Task prompt: Nothing is to be left out: repeat every entry exactly as given.

Collection entries
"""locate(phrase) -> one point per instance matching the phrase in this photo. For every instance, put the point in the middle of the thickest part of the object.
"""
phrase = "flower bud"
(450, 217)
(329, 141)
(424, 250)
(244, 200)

Exercise answer:
"""locate(phrase) -> one point per instance matching the phrase in this photo. For every instance, put the point in the middle of the thickest part of the object.
"""
phrase = "flower bud"
(450, 217)
(329, 141)
(424, 250)
(244, 200)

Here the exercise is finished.